Please copy out, word for word, the lines of the records below, starting with the line that contains "point: woman with white" and going on through the line that contains "column 628, row 73", with both of those lines included.

++++++

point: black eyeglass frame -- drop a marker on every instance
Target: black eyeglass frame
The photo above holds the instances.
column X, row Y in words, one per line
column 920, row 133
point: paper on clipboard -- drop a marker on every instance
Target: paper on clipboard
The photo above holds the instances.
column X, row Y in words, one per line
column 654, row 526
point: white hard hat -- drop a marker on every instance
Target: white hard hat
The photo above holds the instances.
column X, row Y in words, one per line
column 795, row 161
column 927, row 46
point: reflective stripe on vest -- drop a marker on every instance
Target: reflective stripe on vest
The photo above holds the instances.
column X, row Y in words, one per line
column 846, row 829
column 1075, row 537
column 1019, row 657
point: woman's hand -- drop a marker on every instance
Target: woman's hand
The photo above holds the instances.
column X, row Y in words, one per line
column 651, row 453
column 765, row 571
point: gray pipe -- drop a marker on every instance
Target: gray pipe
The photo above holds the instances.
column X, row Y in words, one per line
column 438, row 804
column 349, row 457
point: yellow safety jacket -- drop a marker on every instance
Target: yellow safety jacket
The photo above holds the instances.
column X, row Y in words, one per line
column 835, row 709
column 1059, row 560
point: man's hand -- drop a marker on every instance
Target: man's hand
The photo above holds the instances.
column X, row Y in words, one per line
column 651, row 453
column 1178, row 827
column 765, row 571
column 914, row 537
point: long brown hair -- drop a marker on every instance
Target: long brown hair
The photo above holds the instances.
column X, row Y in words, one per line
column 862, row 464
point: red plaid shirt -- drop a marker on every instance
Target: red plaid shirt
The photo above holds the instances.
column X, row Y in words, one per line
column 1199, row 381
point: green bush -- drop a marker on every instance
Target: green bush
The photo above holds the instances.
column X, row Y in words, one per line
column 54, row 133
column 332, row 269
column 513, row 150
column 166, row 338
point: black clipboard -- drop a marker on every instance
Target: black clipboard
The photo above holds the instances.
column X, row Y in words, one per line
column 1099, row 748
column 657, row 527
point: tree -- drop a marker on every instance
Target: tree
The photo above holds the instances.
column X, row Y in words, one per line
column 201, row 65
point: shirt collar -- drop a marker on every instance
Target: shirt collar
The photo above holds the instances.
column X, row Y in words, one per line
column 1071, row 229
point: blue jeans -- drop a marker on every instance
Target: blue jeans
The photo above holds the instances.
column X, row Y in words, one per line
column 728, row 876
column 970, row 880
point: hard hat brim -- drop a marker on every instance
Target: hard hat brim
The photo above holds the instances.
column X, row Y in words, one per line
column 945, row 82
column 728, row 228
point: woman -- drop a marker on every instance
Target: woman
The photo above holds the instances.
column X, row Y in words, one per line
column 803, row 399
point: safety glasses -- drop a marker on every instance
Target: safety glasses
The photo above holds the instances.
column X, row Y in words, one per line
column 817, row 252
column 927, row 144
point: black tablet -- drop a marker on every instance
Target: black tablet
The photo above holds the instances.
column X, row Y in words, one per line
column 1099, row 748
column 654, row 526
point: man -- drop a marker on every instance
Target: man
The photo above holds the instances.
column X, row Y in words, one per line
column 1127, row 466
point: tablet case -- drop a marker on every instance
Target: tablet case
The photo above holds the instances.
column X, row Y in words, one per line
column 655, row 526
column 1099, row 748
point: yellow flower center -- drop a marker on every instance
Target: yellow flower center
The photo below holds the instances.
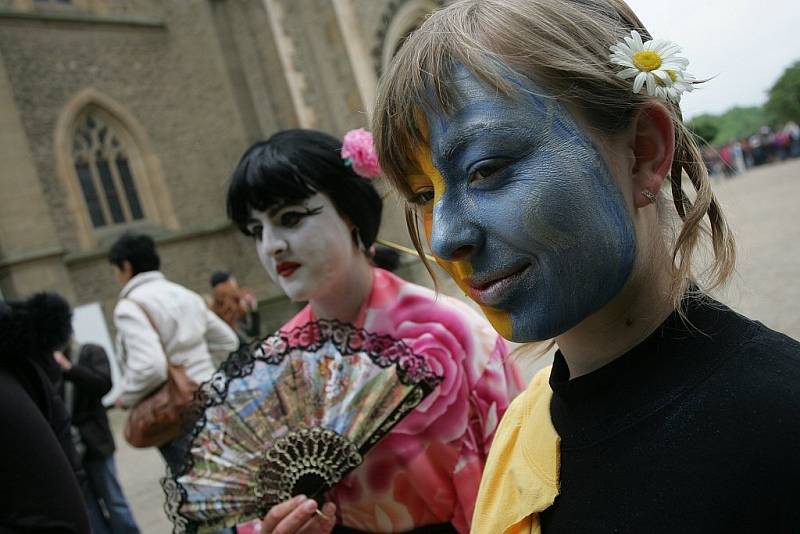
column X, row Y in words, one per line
column 646, row 60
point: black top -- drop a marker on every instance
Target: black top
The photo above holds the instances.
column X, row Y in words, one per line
column 693, row 430
column 39, row 491
column 91, row 376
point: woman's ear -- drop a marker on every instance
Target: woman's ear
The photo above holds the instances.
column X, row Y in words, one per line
column 653, row 148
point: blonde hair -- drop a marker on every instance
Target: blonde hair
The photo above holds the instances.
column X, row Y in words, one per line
column 563, row 46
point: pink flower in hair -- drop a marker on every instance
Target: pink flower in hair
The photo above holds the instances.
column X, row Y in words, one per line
column 358, row 150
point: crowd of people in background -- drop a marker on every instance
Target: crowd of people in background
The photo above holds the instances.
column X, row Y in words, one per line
column 760, row 148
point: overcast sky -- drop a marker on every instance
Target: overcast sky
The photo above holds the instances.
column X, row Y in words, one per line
column 746, row 43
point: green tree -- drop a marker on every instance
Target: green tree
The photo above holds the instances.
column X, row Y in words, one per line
column 705, row 126
column 783, row 103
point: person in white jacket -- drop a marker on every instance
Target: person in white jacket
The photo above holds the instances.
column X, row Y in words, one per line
column 160, row 322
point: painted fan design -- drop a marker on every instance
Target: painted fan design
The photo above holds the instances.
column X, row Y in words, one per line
column 291, row 414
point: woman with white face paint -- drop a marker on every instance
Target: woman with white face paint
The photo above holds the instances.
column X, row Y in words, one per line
column 312, row 219
column 540, row 144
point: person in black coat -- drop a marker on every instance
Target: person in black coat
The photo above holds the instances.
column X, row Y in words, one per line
column 89, row 379
column 40, row 470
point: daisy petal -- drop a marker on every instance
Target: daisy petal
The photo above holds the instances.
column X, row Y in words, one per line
column 639, row 82
column 651, row 85
column 637, row 39
column 628, row 73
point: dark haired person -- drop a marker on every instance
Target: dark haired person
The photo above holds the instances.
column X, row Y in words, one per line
column 158, row 323
column 313, row 221
column 86, row 381
column 235, row 305
column 39, row 466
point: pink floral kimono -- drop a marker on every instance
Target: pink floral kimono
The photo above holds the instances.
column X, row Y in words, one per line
column 427, row 469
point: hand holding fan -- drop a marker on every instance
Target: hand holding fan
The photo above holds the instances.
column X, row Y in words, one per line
column 292, row 414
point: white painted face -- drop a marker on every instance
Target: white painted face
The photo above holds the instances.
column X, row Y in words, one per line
column 306, row 248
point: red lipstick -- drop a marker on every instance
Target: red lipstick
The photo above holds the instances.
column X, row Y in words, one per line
column 286, row 269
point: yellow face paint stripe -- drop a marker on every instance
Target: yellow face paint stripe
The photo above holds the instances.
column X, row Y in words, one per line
column 458, row 270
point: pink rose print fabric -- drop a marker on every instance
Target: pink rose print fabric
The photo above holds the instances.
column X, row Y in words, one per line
column 428, row 468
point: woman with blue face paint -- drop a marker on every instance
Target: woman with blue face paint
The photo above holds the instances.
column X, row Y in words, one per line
column 540, row 145
column 313, row 219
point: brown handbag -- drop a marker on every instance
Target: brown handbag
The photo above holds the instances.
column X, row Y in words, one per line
column 157, row 419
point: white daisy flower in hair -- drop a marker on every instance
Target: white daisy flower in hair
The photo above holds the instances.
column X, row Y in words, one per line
column 654, row 65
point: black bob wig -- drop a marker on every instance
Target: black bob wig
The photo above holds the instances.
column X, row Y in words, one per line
column 292, row 166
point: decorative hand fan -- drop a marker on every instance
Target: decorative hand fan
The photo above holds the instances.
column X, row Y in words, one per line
column 291, row 414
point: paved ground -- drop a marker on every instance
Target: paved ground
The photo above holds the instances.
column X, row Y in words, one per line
column 763, row 207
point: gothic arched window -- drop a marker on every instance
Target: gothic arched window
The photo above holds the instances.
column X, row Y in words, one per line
column 105, row 176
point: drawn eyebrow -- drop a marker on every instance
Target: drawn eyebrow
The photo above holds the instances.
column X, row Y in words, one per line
column 455, row 145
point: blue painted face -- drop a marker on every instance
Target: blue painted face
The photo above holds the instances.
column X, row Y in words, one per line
column 523, row 210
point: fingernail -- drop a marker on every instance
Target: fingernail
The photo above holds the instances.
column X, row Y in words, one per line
column 310, row 505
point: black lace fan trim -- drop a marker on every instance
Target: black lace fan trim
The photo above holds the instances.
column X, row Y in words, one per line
column 384, row 350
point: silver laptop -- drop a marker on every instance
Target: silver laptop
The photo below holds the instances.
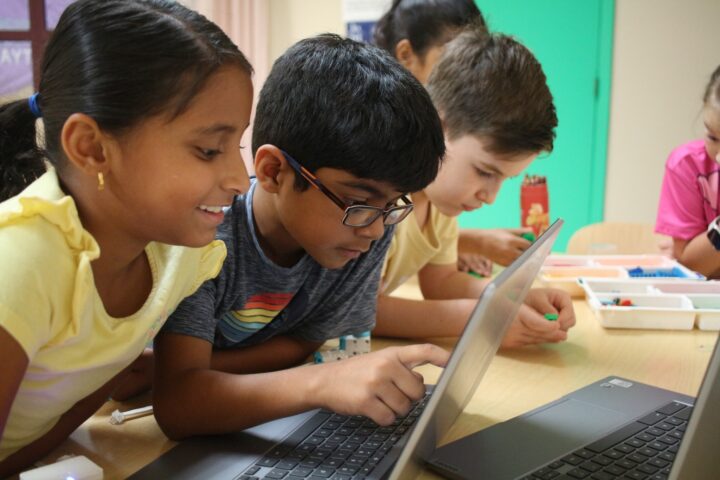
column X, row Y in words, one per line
column 320, row 444
column 613, row 428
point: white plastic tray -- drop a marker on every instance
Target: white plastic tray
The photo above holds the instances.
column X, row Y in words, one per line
column 656, row 303
column 563, row 271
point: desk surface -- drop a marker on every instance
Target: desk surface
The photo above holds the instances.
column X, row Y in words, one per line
column 516, row 382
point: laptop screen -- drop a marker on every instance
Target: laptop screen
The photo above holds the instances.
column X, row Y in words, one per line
column 475, row 349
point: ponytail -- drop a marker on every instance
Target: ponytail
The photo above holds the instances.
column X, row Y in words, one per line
column 21, row 161
column 384, row 35
column 424, row 23
column 712, row 90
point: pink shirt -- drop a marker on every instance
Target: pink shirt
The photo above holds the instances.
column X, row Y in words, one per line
column 690, row 196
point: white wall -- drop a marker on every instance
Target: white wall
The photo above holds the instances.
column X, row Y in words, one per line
column 664, row 52
column 293, row 20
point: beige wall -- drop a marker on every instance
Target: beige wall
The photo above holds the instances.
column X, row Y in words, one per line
column 664, row 53
column 293, row 20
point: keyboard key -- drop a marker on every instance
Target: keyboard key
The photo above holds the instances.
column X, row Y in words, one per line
column 674, row 421
column 584, row 454
column 637, row 458
column 667, row 456
column 286, row 464
column 649, row 469
column 644, row 437
column 684, row 414
column 573, row 460
column 614, row 454
column 614, row 469
column 616, row 437
column 602, row 460
column 668, row 439
column 578, row 473
column 671, row 408
column 652, row 418
column 635, row 443
column 624, row 448
column 625, row 463
column 590, row 466
column 545, row 473
column 648, row 452
column 302, row 471
column 276, row 474
column 324, row 472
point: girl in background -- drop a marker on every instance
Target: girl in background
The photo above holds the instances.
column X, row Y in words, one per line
column 143, row 104
column 415, row 33
column 690, row 197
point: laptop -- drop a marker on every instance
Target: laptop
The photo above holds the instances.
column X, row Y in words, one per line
column 321, row 444
column 613, row 428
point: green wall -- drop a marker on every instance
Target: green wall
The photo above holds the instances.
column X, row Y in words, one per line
column 573, row 41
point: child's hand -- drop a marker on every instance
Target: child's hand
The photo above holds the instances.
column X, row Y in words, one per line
column 501, row 246
column 530, row 327
column 379, row 385
column 474, row 262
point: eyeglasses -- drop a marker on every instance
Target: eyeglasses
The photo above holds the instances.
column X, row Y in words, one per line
column 355, row 215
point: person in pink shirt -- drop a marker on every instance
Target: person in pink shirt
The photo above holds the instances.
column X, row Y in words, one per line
column 690, row 197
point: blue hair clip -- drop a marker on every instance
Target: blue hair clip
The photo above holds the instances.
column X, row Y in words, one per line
column 33, row 103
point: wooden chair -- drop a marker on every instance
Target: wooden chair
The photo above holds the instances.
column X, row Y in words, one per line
column 608, row 238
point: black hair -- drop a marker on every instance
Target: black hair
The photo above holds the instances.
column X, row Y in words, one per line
column 338, row 103
column 424, row 23
column 119, row 62
column 492, row 86
column 712, row 90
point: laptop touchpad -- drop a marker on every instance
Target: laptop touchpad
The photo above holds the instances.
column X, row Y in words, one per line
column 528, row 441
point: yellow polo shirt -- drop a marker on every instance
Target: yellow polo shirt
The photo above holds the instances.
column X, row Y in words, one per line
column 412, row 248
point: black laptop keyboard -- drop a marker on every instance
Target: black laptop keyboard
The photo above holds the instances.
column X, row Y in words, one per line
column 642, row 450
column 332, row 446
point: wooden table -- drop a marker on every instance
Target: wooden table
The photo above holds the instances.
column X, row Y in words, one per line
column 516, row 382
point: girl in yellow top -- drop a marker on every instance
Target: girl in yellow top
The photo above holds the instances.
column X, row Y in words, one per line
column 143, row 104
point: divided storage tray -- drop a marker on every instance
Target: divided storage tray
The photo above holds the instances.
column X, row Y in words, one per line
column 657, row 304
column 563, row 271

++++++

== Answer ==
point: woman with white face paint -- drop a marker on every instance
Target: woman with white face paint
The photo above holds the instances.
column X, row Y in words, one per line
column 312, row 219
column 540, row 144
point: person in black coat -- drop a marker on every instance
Target: person in black coat
The photo above holds the instances.
column X, row Y in words, one per line
column 89, row 379
column 40, row 470
point: daisy petal -- drop a marker on every instance
Target: daisy petal
The photo above holds the instances.
column X, row Y in words, one per line
column 639, row 82
column 651, row 85
column 637, row 39
column 628, row 73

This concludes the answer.